PASSAGE.
————————

I write about the Millennial generation’s passions.
If you visit my Wade’s People blog, you may note several references I’ve taken from Howard Pease’s writings. For instance, the mentor to some young professionals in Seattle’s start up community is Wade Jarvis, whose grandfather was a sea captain in the early half of the 20th century. Two of Wade’s young protégés are cousins, Sean and Carson Moran.
Howard Pease wrote about the passions of the Silent generation (1920s-1940s).
Although he did not write specifically for my generation, his novels came alive in any era. They came alive in my hands, and marked the way towards my short tour of sea duty.
His books were considered Young Adult when that meant the reader, as the hero, were both in their teens. The mark of his craftsmanship and authenticity is attested to by how many men would slip into the library’s juvenile section to pick up a copy, and re-read their favorite story. I count myself among them every time I glance over at my complete collection of Howard Pease’s works in hardback, paperback, and magazine serialization.
My blog is a testament to him, giving you stories never heard, his history never seen, and the back story of one of his pivotal moments in the field of writing for youth.
I’ve done deep research into his collection of papers located at the University of the Pacific in Stockton, California. I’ve listened to hours of his voice answering questions from Shirley May Jennings—a young researcher doing her doctoral thesis on A Study of the Genesis of the Twenty-two Published Children’s Novels, by Howard Pease.
I allude to my own stint aboard ship, and it is paired with my Navy service in San Francisco where I often passed the Pier where the Araby sat—if only in my imagination. Imagine my surprise that when browsing his letters I discovered that I had passed his apartment on Sutter street at least an hundred times while he lived there. We may have even gone to the same bar, The White Horse Tavern, two blocks away.
The graphic focus of this blog is with the illustrations that went with his serializations of his first books in American Boy Magazine in the 20s, 30s, and 40s. These illustrations were done by the preeminent graphic artist Anton Otto Fischer who did 100s of pieces for The Saturday Evening Post. Those illustrations that appear here are from hi-resolution, slightly retouched copies.
As faithful as those copies are, the half-tone process leaves out a lot of the fine work, to say nothing of the original color of the oil paintings they were taken from. I have seen one of his original paintings, owned by Kelley Jennings, to appreciate this, and I am coloring (à la GIMP) copies of these magazine half-tones to pull out the characters, making them distinct, and reveal the drama.
I look forward to your support and hearing about your own appreciation of Howard Pease’s work.

————————

THE DATA.
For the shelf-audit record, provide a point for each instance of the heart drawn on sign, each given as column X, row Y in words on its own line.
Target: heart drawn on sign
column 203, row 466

————————

WHAT THIS TASK INVOLVES.
Answer these questions from the passage about Howard Pease:
1. Where is Howard Pease's collection of papers kept?
2. In which magazine were his first books serialized?
3. What bar might the writer and Pease both have visited?
This material has no connection to the passage about Howard Pease.

REPLY TO THE EXERCISE.
1. At the University of the Pacific in Stockton, California.
2. American Boy Magazine.
3. The White Horse Tavern.